## TASK GOAL
Reproduce the listing verbatim.

## ROWS
-- BEGIN --

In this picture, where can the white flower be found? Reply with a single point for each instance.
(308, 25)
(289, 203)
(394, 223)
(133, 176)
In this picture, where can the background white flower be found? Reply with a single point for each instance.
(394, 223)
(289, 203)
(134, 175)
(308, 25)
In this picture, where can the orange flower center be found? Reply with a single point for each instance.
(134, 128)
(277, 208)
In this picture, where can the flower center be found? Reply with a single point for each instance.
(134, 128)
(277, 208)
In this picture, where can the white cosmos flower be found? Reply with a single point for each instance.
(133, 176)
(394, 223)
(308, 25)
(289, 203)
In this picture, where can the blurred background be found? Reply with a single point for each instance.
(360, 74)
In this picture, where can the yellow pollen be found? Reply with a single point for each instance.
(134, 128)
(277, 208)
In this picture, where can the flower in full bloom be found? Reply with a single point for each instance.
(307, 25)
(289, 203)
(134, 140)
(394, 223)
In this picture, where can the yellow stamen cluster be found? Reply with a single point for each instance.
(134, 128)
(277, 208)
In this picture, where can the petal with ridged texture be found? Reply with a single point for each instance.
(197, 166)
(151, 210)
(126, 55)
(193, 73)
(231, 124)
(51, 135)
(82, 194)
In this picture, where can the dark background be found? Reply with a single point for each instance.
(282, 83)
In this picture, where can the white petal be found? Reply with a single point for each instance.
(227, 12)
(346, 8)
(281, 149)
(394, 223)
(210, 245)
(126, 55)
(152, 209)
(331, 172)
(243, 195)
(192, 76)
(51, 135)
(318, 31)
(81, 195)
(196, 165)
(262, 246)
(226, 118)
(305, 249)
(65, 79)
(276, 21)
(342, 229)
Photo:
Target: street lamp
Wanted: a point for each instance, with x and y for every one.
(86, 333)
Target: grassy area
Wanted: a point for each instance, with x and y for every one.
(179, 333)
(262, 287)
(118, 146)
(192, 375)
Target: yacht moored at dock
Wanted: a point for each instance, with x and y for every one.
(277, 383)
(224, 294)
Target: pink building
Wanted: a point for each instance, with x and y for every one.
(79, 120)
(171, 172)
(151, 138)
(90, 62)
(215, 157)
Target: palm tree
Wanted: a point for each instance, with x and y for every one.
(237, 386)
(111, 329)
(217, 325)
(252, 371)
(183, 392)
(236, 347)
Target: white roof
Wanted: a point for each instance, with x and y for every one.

-- END --

## THE OUTPUT
In this picture, where can the white flower be found? Reply with a single point for each instance.
(308, 25)
(289, 203)
(394, 223)
(133, 176)
In this picture, where can the background white flower be found? Reply with a single point for each instance.
(394, 223)
(289, 203)
(134, 175)
(308, 25)
In this picture, where can the orange flower center be found? Reply with a single point for each instance.
(134, 128)
(277, 208)
In this picture, where can the flower center be found? Reply with a single point for each instance.
(134, 128)
(277, 208)
In this picture, where can the white cosmos flower be found? Reply with a single point for each instance.
(133, 176)
(394, 223)
(308, 25)
(289, 203)
In this picture, where can the blurred background be found? Reply with a single point for each instance.
(360, 74)
In this picture, where can the yellow pollen be found? Reply with a single point for each instance.
(134, 128)
(277, 208)
In this picture, where can the flower in full bloom be found? Reply with a single point for each instance.
(307, 25)
(289, 203)
(134, 140)
(394, 223)
In this picture, where can the yellow stamen cluster be found? Reply with a single point for each instance.
(134, 128)
(277, 208)
In this picture, where can the petal with ridged texture be found? Reply with a single point for each instance.
(197, 166)
(151, 210)
(126, 55)
(193, 73)
(231, 124)
(51, 135)
(82, 194)
In this picture, where can the dark background be found? Reply with a single point for each instance.
(282, 83)
In this picture, where can the white petal be found? Reply with a single point for each instance.
(227, 12)
(346, 8)
(281, 149)
(394, 223)
(210, 245)
(126, 55)
(152, 209)
(331, 172)
(243, 195)
(192, 76)
(51, 135)
(318, 31)
(81, 195)
(196, 165)
(262, 246)
(226, 118)
(305, 249)
(65, 79)
(276, 21)
(342, 229)
Photo:
Target: street lamp
Wanted: a point for each instance, with x and y for every one.
(86, 333)
Target: grassy area
Wanted: a point for each instance, with x and y for every one.
(179, 333)
(262, 287)
(118, 146)
(192, 375)
Target: yacht moored at dock
Wanted: a point for each instance, with x and y for every one.
(277, 383)
(224, 294)
Target: pink building
Wanted: a point for each instance, with x and y for every one.
(79, 120)
(171, 172)
(151, 138)
(90, 62)
(215, 157)
Target: palm tree
Wanted: a point for each instance, with x and y for every one.
(237, 386)
(111, 329)
(217, 325)
(252, 371)
(183, 392)
(236, 347)
Target: white roof
Wanted: a point for each instance, with x and y for every one.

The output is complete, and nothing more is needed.